(Stored records)
— START —

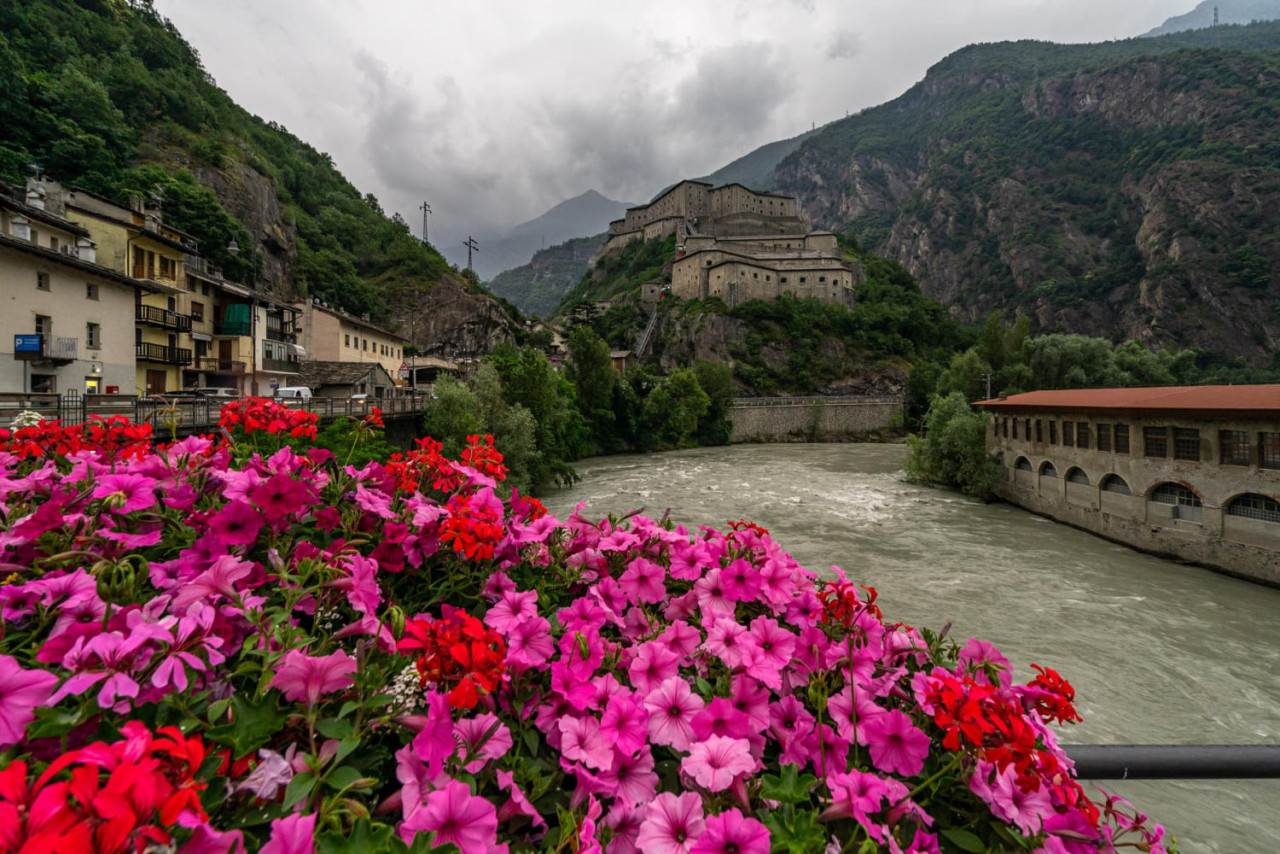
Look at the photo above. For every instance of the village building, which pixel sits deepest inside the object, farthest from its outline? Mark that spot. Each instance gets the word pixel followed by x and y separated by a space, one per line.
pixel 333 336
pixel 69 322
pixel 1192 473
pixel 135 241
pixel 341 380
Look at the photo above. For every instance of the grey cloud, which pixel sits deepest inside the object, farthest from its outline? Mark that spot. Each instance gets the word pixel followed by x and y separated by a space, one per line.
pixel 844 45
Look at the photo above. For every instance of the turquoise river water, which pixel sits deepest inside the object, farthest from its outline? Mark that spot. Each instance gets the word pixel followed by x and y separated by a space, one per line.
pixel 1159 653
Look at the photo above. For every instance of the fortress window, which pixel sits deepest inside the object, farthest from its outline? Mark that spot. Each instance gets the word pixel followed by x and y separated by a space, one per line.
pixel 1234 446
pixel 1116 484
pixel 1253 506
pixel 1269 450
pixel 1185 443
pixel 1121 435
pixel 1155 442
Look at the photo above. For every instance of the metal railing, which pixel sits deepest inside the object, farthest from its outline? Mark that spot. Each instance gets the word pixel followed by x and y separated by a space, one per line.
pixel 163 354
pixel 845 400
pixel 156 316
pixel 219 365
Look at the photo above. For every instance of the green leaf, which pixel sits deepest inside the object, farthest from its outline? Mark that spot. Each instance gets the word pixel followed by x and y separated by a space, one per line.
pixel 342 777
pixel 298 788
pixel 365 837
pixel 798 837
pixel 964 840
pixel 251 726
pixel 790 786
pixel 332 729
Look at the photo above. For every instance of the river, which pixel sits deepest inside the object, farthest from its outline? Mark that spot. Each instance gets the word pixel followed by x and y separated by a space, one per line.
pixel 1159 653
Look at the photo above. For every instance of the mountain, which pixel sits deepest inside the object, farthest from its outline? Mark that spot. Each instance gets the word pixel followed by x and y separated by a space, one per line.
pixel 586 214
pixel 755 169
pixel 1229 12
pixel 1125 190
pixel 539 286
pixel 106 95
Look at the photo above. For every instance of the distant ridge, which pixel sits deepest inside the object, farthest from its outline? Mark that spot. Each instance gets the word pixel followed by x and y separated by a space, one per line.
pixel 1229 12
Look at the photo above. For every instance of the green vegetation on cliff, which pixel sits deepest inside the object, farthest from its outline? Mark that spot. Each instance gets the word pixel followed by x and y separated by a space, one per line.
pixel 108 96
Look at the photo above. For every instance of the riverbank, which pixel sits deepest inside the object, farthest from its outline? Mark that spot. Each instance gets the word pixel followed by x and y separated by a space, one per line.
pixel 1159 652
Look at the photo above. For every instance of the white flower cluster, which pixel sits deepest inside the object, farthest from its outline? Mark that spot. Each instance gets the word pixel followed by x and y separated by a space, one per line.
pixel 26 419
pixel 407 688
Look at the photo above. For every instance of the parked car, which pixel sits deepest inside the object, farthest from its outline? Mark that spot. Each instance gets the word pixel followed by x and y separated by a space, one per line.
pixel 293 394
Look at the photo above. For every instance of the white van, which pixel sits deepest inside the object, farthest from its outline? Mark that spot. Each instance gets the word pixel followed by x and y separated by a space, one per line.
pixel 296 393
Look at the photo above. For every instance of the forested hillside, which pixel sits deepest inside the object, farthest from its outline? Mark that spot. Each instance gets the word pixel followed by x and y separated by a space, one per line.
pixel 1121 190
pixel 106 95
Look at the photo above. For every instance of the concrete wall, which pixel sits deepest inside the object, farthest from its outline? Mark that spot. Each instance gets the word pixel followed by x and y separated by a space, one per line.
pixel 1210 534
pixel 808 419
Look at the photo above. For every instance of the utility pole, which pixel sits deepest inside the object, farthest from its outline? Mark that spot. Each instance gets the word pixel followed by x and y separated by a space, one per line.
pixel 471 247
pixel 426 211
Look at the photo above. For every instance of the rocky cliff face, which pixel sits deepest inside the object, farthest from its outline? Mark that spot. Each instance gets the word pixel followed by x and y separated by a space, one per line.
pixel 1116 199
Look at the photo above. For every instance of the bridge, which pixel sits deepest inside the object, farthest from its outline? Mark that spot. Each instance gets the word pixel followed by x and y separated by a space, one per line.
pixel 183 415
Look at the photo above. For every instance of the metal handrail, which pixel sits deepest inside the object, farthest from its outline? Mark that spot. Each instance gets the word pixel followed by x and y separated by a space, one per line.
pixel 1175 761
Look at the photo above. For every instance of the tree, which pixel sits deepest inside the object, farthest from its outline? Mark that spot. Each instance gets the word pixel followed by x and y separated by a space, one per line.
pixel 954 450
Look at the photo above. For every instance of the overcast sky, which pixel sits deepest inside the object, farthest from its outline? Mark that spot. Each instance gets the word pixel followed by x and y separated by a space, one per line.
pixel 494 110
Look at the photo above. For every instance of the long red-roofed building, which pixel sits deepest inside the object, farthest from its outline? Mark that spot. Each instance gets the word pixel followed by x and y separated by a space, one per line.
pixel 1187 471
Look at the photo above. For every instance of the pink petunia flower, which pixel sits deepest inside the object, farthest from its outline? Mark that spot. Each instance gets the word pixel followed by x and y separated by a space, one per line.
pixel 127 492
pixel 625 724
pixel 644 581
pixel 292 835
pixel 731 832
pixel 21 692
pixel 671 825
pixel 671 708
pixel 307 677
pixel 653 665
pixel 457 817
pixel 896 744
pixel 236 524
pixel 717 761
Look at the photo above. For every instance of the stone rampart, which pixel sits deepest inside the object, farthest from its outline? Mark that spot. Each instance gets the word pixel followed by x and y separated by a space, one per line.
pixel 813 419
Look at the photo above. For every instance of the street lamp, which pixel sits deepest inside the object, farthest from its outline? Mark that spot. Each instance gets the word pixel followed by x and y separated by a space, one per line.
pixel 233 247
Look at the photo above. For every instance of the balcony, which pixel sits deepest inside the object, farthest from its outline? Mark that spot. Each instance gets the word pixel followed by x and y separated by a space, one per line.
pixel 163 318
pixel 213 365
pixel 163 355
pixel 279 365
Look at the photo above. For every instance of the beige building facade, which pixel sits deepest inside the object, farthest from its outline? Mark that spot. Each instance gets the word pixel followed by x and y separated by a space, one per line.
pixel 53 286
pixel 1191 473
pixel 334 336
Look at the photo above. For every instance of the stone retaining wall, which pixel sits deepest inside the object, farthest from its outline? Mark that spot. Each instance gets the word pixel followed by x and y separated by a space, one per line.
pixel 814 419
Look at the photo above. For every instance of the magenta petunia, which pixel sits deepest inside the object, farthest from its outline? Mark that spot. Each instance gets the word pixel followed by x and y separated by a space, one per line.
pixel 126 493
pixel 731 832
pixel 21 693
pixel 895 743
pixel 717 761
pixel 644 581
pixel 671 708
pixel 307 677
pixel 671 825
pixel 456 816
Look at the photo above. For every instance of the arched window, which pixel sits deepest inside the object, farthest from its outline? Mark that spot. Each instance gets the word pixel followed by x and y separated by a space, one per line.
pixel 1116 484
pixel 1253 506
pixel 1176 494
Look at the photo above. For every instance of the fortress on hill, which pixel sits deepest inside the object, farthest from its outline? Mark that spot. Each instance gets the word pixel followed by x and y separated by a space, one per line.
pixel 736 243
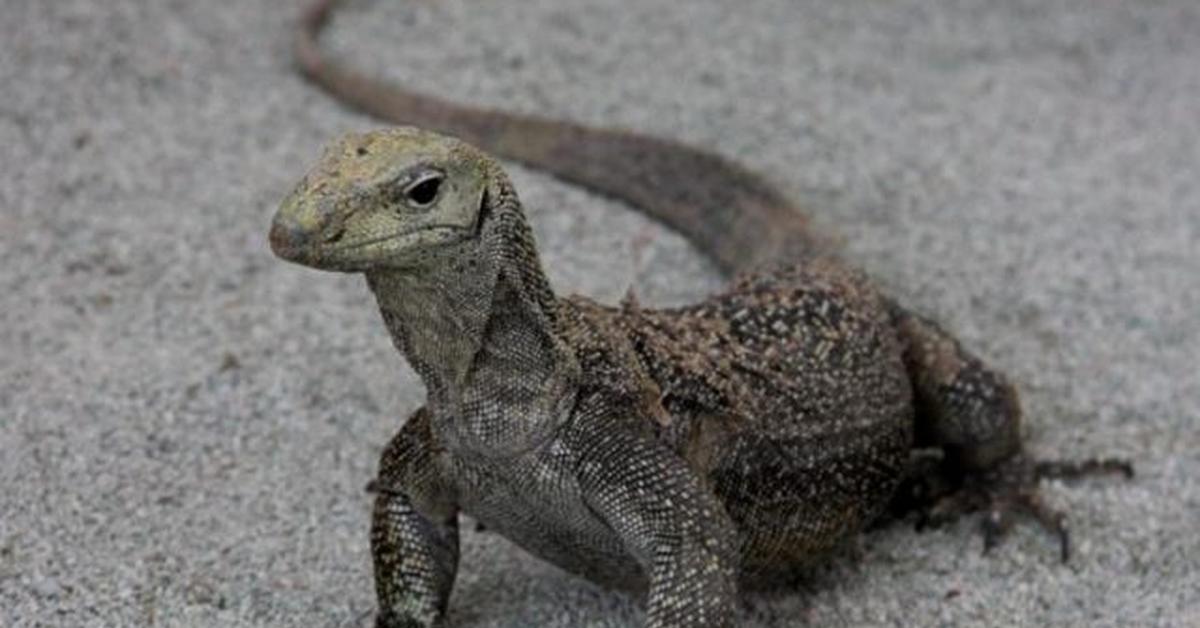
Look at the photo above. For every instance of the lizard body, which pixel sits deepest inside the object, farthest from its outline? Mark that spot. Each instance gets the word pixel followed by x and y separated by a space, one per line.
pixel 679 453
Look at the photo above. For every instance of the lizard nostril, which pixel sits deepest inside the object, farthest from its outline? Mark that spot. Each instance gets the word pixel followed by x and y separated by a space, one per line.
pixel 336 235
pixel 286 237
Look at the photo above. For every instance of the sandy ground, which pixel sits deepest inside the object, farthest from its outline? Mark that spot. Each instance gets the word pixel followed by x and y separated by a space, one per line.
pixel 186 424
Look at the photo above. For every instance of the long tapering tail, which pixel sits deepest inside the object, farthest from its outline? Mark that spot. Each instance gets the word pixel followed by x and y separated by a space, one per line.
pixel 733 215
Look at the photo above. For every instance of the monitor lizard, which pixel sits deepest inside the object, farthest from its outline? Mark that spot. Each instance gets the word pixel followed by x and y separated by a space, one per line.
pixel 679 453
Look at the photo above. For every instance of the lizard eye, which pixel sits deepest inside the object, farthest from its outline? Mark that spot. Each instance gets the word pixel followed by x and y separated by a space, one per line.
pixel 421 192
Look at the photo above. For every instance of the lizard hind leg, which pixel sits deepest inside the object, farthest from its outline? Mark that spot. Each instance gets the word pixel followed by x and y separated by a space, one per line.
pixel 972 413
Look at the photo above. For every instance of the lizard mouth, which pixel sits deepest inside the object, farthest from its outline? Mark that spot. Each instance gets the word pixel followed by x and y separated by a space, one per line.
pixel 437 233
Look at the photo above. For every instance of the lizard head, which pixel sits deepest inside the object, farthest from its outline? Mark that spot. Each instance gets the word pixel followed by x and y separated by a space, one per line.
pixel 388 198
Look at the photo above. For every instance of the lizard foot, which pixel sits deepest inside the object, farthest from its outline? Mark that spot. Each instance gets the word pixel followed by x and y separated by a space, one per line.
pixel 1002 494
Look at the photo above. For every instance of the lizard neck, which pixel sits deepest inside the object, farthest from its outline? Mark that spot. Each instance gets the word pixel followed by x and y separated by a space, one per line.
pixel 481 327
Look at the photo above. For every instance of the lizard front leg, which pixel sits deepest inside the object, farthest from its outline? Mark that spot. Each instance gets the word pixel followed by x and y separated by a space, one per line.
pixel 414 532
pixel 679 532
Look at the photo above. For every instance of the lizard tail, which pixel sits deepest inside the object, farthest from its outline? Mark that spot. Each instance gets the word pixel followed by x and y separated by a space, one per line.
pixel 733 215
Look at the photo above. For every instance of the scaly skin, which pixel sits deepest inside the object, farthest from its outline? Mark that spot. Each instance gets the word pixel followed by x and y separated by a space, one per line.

— END —

> [PROMPT]:
Every line from the one containing "lizard foot, which" through the last line of the entries must be written out verbatim, and no other line.

> [ANSWER TO THE TASK]:
Look at the photo above. For every instance of the lizard foot, which pixel sits deepest inside the object, farthest from its outline? Mark that spot. Each instance gets the word pixel followed by x and y separated by a space, one per line.
pixel 1002 494
Look at the photo above. For every instance of the lizard neck, which pixel sits deepest inside the object, farthest from its outline? Mark that spot. Each instance gets the word pixel followed by x and y separated by a space, one per line.
pixel 481 327
Look at the photo above. For every instance of the lizard front leg, which pixel sits deepest inside the object, farthest from its outline? Mark that spot. Each instance gets the word pixel followed by x and y separated by a space, one per line.
pixel 414 532
pixel 679 532
Look at the photo above. For every instance of the lizard tail, which pixel sits deepest inside the object, farthest from its outline? Mark that spot. Each instance gets the word pixel followed by x and y separated by a space, one per line.
pixel 733 215
Look at the photo above. For every instance of the scaly skin, which pixel sits deepest inside the object, farthest from its outline? Mark that spot. Each instance gets the word pixel followed by x and y separated by a space, one per line.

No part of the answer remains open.